• [Work to complete]:
Beginning with the first line below, please restate each line exactly, down to and including the line containing "[[96,308],[219,307],[211,217],[82,204]]".

• [Data records]:
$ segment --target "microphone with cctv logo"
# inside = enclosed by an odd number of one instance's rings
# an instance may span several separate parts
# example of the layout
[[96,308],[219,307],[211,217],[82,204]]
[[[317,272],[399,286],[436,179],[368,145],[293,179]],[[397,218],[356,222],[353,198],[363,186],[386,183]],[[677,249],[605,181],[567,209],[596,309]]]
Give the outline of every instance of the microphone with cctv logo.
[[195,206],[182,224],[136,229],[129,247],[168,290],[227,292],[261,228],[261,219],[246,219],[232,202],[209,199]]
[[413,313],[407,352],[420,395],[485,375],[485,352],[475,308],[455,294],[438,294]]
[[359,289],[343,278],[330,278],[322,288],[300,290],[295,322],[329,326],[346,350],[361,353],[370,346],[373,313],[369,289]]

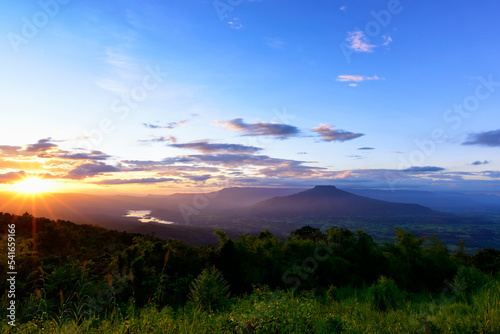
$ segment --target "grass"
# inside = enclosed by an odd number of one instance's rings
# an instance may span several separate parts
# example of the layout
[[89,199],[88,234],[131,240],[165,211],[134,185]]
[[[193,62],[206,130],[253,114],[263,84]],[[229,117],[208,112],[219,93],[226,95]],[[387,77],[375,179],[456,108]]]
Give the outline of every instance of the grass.
[[[377,288],[378,284],[378,288]],[[38,317],[2,333],[500,333],[500,280],[489,281],[464,299],[451,290],[439,295],[408,294],[386,280],[374,287],[314,291],[270,291],[231,298],[210,311],[194,304],[173,309],[131,302],[103,318]],[[384,287],[390,286],[389,289]],[[380,288],[382,287],[382,289]],[[374,292],[376,291],[376,293]],[[378,298],[374,298],[375,296]],[[397,303],[380,309],[384,293]]]

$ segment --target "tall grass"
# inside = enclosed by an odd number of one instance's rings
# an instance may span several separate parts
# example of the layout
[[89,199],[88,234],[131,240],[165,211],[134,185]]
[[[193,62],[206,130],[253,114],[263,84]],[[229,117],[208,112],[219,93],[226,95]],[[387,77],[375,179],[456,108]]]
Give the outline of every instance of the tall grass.
[[[322,294],[255,286],[219,311],[195,304],[139,309],[130,303],[104,317],[76,314],[61,320],[61,315],[41,316],[43,303],[40,309],[34,303],[43,295],[36,298],[20,309],[31,307],[37,317],[16,327],[3,323],[2,333],[500,333],[498,278],[468,299],[451,290],[446,296],[402,294],[390,280],[380,279],[372,287],[332,288]],[[386,307],[380,307],[381,301]]]

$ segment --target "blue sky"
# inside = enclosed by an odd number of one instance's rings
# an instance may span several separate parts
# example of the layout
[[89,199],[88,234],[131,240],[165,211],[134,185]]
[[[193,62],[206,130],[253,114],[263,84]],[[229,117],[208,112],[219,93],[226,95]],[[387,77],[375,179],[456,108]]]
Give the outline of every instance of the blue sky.
[[495,1],[5,7],[0,189],[498,192]]

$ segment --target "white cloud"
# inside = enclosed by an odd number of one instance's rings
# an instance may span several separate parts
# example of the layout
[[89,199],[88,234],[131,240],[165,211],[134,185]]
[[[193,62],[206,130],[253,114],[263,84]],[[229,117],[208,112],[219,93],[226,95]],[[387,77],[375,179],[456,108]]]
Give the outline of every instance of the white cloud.
[[121,50],[108,47],[102,60],[107,68],[104,76],[96,80],[96,85],[104,90],[123,94],[131,82],[141,78],[137,61]]
[[342,129],[336,129],[331,124],[320,124],[319,126],[312,128],[314,132],[317,132],[318,135],[322,138],[323,141],[347,141],[359,138],[364,136],[363,133],[353,133],[349,131],[345,131]]
[[384,43],[382,43],[382,45],[387,46],[390,43],[392,43],[392,37],[391,36],[384,35],[384,36],[382,36],[382,38],[384,39]]
[[229,20],[227,24],[229,24],[233,29],[243,28],[243,24],[241,24],[240,19],[237,17],[233,18],[232,20]]
[[280,38],[266,38],[267,46],[272,47],[273,49],[283,49],[285,46],[285,42],[283,42]]
[[342,6],[339,8],[340,10],[346,10],[347,9],[347,6]]
[[341,74],[337,77],[337,81],[341,82],[361,82],[365,80],[383,80],[384,78],[380,78],[376,74],[372,77],[366,75],[356,75],[356,74]]
[[368,39],[361,30],[350,31],[347,34],[346,41],[349,43],[349,47],[356,52],[373,52],[373,48],[376,47],[376,45],[368,43]]

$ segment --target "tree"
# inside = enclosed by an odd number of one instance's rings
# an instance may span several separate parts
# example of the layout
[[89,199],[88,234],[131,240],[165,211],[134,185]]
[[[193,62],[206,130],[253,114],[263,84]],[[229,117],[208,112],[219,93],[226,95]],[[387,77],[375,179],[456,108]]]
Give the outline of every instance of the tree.
[[500,271],[500,250],[493,248],[478,250],[471,257],[471,263],[485,274],[495,275]]
[[191,283],[189,303],[205,311],[216,311],[229,300],[229,285],[215,267],[206,268]]
[[292,237],[298,239],[309,239],[314,242],[319,242],[320,240],[325,239],[325,235],[321,233],[318,228],[314,228],[308,225],[293,231]]

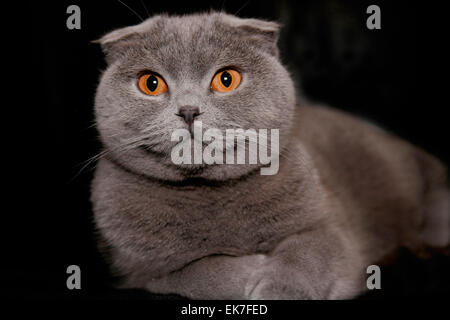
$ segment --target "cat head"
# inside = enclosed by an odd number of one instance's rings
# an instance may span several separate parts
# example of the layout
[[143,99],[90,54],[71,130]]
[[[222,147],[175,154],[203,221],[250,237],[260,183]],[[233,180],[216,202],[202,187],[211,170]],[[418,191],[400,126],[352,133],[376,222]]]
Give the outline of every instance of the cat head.
[[213,12],[154,16],[97,40],[108,66],[95,112],[108,156],[133,172],[173,181],[225,180],[258,169],[174,164],[171,135],[192,128],[188,110],[203,130],[279,129],[281,150],[295,89],[278,57],[278,34],[277,23]]

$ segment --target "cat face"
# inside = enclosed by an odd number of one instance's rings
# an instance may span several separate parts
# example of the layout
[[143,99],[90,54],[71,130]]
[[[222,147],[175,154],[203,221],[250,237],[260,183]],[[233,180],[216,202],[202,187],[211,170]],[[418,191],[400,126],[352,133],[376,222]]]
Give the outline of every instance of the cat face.
[[272,22],[223,13],[155,16],[98,40],[108,67],[95,110],[108,156],[163,180],[223,180],[258,169],[176,165],[170,155],[177,142],[171,134],[190,126],[180,110],[195,110],[194,120],[203,130],[279,129],[282,149],[295,90],[278,59],[278,29]]

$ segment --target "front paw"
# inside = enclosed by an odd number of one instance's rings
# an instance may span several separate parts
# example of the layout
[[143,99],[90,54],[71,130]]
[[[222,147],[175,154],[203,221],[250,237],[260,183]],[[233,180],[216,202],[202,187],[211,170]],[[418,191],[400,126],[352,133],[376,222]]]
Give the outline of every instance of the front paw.
[[282,271],[257,271],[245,286],[245,297],[249,300],[308,300],[315,299],[316,294],[300,275],[290,278]]

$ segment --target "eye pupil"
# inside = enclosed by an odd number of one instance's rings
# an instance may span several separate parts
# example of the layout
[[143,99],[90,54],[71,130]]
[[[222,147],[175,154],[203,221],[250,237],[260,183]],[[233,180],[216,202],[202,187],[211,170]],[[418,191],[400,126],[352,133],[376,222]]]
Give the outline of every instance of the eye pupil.
[[156,88],[158,88],[158,78],[156,78],[153,75],[148,77],[148,79],[147,79],[147,88],[151,92],[155,91]]
[[231,83],[233,82],[233,78],[231,77],[231,74],[229,74],[227,71],[222,72],[222,75],[220,76],[220,81],[225,87],[229,87]]

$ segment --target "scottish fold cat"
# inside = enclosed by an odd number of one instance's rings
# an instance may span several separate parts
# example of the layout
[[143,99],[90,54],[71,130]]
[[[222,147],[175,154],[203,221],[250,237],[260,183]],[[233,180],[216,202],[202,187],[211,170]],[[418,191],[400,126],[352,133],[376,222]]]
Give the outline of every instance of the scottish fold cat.
[[[194,299],[342,299],[400,247],[448,249],[434,157],[299,102],[280,26],[219,12],[158,15],[98,42],[104,146],[92,183],[100,246],[123,287]],[[279,169],[175,164],[174,130],[276,128]],[[205,147],[205,146],[203,146]]]

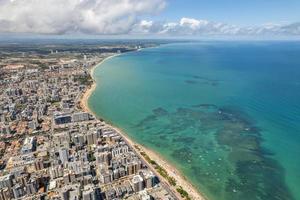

• [Answer space]:
$ segment --target "microphone with cctv logo"
# inside = enclosed by an odd number of one instance's rings
# an instance may span several separate parts
# example of the layout
[[96,308],[219,307],[211,217],[82,204]]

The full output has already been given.